Could you copy out every line of the data where the word "that" occurs?
THE RECORDS: Begin
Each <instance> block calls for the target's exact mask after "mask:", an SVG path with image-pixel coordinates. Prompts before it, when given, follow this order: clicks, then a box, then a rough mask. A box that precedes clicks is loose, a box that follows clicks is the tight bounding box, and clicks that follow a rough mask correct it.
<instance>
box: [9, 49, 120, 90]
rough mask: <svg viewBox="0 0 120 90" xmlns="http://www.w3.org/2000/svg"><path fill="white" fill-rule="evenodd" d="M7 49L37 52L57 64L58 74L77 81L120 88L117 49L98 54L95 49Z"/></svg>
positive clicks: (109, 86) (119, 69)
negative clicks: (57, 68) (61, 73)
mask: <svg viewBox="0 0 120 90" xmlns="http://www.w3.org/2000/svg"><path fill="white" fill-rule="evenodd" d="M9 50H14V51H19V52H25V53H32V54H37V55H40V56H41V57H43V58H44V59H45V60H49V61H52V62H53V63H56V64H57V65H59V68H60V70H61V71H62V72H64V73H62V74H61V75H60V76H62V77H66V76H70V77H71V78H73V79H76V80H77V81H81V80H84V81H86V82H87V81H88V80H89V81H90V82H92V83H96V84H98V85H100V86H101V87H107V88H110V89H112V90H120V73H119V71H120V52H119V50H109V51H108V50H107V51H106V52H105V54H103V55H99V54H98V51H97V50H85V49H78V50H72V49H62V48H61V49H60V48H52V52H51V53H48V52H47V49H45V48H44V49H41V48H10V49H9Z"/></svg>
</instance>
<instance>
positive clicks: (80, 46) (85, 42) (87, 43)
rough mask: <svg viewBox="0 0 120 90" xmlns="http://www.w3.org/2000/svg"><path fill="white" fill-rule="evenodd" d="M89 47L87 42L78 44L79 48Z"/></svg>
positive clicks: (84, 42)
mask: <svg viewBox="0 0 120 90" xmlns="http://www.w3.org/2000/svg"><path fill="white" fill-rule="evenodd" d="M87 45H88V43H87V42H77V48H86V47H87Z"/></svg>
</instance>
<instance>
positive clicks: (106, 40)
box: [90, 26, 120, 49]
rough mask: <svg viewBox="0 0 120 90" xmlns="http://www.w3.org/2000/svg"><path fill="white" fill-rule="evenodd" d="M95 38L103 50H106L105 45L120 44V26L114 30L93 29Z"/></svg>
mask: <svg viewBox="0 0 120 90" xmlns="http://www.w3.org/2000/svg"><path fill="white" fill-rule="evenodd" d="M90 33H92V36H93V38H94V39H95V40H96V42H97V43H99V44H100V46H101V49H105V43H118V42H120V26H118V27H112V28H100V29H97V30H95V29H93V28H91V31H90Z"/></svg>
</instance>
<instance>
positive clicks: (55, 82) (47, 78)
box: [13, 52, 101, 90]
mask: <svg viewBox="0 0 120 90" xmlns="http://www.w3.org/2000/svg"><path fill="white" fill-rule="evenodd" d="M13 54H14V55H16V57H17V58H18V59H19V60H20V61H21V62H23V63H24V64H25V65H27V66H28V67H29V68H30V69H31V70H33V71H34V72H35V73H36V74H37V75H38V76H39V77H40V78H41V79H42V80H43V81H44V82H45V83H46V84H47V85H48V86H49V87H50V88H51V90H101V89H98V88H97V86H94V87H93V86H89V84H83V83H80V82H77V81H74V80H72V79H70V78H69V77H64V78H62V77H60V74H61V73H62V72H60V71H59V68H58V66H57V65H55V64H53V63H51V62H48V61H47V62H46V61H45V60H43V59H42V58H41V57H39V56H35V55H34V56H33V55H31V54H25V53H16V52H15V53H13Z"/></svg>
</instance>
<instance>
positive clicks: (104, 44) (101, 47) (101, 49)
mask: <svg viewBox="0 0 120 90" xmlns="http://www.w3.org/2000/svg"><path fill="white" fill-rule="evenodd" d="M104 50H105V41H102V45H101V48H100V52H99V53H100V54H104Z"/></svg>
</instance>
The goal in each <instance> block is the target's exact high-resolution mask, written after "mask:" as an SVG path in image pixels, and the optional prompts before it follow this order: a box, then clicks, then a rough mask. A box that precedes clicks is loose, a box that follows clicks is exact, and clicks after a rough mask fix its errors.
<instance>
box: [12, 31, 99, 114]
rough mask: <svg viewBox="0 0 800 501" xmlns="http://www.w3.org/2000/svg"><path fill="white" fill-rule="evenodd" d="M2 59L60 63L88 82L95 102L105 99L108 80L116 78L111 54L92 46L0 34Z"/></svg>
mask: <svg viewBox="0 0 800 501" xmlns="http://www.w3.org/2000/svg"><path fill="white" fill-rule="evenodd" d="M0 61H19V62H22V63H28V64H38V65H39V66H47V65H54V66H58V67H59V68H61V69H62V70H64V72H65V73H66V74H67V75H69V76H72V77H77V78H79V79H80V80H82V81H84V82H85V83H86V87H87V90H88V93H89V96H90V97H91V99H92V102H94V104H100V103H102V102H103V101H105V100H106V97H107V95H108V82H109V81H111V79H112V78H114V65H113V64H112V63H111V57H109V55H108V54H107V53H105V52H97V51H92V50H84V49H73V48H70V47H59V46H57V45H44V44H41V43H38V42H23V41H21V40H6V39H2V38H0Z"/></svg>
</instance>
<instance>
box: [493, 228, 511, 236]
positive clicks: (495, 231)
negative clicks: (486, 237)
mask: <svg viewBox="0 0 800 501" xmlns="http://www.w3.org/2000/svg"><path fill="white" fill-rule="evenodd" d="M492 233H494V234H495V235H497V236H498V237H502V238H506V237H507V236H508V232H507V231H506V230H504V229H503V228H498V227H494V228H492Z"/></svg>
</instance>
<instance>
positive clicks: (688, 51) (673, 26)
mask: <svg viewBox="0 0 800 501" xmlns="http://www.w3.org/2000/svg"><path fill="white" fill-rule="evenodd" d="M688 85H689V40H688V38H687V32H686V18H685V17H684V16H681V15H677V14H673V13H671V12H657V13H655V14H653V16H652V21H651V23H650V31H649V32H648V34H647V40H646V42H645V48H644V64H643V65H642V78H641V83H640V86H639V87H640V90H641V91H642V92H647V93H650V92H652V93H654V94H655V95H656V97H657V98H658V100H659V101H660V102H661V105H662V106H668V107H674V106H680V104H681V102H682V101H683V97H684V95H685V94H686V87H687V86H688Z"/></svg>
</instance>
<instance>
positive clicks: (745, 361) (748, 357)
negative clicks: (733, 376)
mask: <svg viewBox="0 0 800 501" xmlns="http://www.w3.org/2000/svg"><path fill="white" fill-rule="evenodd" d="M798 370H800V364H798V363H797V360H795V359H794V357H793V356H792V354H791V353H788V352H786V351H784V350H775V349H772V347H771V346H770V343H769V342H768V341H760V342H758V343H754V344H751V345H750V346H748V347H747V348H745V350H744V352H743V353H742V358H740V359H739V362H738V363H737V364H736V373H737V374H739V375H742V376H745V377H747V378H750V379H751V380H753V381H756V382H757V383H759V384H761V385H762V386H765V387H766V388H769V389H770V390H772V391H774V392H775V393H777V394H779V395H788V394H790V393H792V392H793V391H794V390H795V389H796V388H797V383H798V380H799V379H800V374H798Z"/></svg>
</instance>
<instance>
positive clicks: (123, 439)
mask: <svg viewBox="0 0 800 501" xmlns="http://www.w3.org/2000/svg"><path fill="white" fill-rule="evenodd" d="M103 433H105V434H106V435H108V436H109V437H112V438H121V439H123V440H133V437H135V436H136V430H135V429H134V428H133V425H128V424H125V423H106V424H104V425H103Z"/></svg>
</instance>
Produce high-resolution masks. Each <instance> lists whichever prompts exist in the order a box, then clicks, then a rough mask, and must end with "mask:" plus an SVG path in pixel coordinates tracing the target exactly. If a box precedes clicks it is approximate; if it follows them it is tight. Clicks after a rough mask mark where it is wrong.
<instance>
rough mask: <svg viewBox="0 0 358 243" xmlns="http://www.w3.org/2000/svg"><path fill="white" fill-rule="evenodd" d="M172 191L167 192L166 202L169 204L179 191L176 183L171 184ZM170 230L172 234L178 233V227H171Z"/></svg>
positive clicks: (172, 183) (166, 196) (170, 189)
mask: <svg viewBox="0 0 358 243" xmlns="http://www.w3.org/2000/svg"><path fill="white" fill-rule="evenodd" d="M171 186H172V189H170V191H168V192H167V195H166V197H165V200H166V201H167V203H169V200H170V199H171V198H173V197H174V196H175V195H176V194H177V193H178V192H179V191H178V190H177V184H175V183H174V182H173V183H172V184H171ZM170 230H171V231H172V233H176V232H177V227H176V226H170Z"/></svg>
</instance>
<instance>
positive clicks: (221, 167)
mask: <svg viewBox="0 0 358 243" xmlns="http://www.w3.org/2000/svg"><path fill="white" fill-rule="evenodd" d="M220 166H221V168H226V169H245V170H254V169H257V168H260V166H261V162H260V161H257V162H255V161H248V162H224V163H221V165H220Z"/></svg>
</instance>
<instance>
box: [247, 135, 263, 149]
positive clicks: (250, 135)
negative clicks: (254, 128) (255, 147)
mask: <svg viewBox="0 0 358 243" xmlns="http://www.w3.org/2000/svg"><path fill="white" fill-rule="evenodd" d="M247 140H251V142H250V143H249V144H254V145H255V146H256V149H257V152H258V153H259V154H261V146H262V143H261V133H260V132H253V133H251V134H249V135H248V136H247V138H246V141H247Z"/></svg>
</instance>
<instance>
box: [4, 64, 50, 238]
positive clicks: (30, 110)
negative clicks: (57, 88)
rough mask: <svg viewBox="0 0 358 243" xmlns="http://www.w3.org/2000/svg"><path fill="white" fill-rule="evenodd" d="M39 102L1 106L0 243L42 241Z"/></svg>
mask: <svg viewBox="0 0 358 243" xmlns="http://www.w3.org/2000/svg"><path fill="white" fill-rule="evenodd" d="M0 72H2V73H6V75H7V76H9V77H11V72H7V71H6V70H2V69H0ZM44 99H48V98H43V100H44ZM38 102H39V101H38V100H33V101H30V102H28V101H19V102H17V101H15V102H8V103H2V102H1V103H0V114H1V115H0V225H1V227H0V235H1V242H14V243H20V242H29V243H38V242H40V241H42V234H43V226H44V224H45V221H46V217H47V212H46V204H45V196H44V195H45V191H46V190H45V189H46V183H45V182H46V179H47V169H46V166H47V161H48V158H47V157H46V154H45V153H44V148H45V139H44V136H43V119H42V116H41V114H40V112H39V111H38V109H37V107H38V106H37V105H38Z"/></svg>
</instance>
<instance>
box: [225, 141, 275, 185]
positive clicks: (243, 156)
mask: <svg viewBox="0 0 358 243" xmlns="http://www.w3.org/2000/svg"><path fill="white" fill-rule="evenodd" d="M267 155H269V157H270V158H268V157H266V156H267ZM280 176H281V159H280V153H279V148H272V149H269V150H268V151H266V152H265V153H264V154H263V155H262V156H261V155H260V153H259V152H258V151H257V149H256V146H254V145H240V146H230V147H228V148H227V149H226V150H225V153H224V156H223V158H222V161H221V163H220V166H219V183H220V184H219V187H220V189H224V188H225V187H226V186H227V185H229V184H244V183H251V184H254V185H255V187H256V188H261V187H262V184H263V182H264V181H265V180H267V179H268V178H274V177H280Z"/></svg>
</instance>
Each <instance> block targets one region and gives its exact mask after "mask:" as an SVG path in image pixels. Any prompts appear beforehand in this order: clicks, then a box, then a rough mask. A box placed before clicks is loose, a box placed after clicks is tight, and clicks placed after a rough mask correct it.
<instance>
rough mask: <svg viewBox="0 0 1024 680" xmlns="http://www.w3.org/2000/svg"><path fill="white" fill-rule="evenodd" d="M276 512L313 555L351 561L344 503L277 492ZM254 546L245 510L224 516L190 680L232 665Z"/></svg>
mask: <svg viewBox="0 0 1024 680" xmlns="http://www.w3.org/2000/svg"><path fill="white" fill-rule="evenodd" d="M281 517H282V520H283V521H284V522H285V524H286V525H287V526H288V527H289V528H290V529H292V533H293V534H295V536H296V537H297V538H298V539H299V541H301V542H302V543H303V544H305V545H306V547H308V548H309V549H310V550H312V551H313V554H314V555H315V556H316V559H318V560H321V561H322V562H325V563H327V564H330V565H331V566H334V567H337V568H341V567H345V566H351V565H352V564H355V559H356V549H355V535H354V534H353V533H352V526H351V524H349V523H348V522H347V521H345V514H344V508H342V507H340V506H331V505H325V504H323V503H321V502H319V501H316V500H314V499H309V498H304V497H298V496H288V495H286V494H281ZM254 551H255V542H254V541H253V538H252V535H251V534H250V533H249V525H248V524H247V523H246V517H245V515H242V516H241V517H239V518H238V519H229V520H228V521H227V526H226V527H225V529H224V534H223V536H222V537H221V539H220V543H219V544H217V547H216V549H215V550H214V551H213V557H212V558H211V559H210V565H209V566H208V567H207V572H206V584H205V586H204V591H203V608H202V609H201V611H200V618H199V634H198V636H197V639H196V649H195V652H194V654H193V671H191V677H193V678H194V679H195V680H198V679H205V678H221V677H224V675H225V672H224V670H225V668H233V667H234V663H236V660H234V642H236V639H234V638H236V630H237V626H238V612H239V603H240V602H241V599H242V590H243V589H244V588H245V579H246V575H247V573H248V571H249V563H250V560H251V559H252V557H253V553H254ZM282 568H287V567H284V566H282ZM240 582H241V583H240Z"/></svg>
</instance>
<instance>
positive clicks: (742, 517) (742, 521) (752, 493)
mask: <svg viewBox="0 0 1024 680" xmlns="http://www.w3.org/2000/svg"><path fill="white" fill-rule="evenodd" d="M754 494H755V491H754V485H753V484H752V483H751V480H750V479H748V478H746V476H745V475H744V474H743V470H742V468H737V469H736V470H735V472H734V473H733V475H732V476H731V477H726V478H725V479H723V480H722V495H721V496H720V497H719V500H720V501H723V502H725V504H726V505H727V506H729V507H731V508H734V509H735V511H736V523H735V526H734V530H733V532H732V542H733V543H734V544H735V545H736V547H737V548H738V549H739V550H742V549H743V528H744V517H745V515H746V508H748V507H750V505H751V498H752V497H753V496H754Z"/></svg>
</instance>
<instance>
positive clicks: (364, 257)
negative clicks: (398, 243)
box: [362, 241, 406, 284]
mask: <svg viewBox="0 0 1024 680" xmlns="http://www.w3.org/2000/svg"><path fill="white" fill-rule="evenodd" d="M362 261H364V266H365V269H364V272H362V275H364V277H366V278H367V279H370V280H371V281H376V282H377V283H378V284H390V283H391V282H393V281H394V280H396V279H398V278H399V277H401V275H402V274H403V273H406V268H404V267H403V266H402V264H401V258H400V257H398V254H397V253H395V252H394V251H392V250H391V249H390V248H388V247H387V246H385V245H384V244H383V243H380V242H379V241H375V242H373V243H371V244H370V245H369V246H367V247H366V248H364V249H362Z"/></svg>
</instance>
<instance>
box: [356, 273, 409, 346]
THE RECORDS: End
__RESULT OF THIS EXERCISE__:
Each <instance> block calls for the target's exact mask after "mask:", an SVG path with image-pixel coordinates. Prompts before it, when given, follow this order: clicks, then a box, then a rough mask. A box that precedes clicks is loose, a box that follows clicks is the tight bounding box, and clicks that follow a rough mask correct it.
The goal in each <instance> block is the target's exact high-resolution mask, written after "mask:" as an SVG path in image pixels, and the optional prompts before it follow this order: a box, then clicks, then a rough mask. A box that precedes clicks is loose, a box that follows clicks is exact, and clicks after a rough mask fix its errors.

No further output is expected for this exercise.